Exercise requirements
Copy the passage on apartment maintenance charges word for word, from "A Brief Insight" up to and including "unit holders etc.".

Quoted text
A Brief Insight Into Everything You Need To Know About Maintenance Charges

Various facets of Maintenance Charges in a

Resident Welfare Association

Introduction

 Resident Welfare Association (RWA)

RWA is a body that represents the common interest of individuals living in a community, a society or in an apartment premises. The Association is responsible for managing day-to-day affairs, inter alia, maintenance of common area, resolving problems of the residents, organizing events, managing facilities in the apartment complex, safeguarding the rights of the unit holders etc.

Maintenance Charges

“All good things come with a price” Maintenance Charges are precisely that, the price you pay for all the at reach facilities you get by living in an apartment or a society. In reality, the price you pay for your apartment is not merely for the house alone, but a major portion is influenced by the amenities or facilities that the apartment complex provides.  In other words, these amenities are the USP for a project or to a builder. In order to maintain these amenities/facilities in a good and safe condition for a lifetime, a certain amount is collected every month from the owners/residents. This amount is called the “Maintenance Charge”.

Who can collect Maintenance charges?

Supplied material
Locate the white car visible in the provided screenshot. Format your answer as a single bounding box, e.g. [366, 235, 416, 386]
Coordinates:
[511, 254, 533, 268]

Solved exercise
A Brief Insight Into Everything You Need To Know About Maintenance Charges

Various facets of Maintenance Charges in a

Resident Welfare Association

Introduction

 Resident Welfare Association (RWA)

RWA is a body that represents the common interest of individuals living in a community, a society or in an apartment premises. The Association is responsible for managing day-to-day affairs, inter alia, maintenance of common area, resolving problems of the residents, organizing events, managing facilities in the apartment complex, safeguarding the rights of the unit holders etc.